Referring expression data:

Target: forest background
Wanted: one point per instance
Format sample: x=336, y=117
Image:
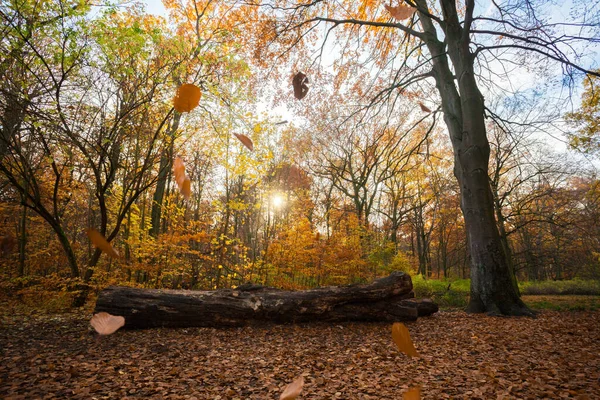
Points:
x=330, y=194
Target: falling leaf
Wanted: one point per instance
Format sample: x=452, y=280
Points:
x=187, y=97
x=424, y=108
x=401, y=336
x=105, y=324
x=400, y=12
x=186, y=188
x=293, y=389
x=179, y=171
x=300, y=84
x=413, y=393
x=100, y=242
x=183, y=181
x=245, y=140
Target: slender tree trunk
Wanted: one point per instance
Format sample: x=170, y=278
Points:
x=23, y=241
x=163, y=173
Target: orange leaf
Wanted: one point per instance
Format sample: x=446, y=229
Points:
x=401, y=336
x=7, y=244
x=105, y=324
x=400, y=12
x=183, y=181
x=245, y=140
x=187, y=97
x=186, y=188
x=293, y=389
x=300, y=84
x=413, y=393
x=100, y=242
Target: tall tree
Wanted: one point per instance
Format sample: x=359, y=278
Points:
x=450, y=42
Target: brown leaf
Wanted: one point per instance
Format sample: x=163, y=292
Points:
x=293, y=390
x=186, y=188
x=401, y=337
x=413, y=393
x=400, y=12
x=187, y=97
x=105, y=324
x=100, y=242
x=300, y=84
x=245, y=141
x=183, y=181
x=179, y=171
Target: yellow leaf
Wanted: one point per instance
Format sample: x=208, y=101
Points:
x=100, y=242
x=187, y=97
x=413, y=393
x=401, y=337
x=293, y=390
x=400, y=12
x=105, y=324
x=245, y=141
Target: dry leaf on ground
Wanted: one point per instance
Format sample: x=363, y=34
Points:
x=402, y=339
x=412, y=394
x=293, y=390
x=106, y=324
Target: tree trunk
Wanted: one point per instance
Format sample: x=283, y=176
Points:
x=386, y=299
x=163, y=174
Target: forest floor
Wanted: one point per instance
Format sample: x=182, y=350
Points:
x=462, y=356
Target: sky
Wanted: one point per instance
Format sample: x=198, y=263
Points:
x=521, y=79
x=155, y=7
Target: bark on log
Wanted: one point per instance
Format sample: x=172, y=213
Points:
x=387, y=299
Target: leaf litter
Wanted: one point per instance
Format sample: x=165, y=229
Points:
x=461, y=357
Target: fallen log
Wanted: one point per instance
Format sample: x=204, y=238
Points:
x=388, y=299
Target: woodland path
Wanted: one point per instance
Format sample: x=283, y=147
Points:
x=462, y=357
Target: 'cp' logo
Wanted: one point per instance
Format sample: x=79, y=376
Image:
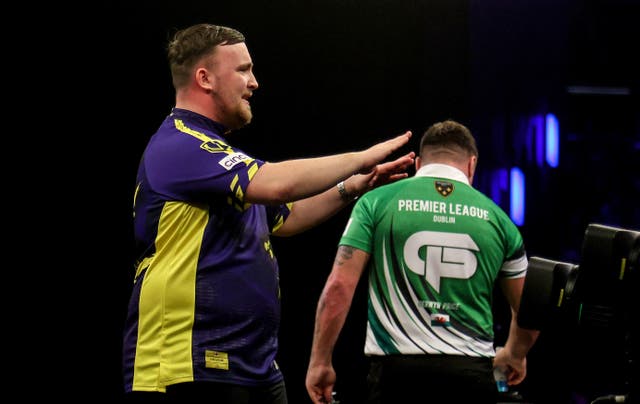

» Work request:
Show me all lines in the records that contain "trunk".

» Solution:
Target: slender tree trunk
Target: tree trunk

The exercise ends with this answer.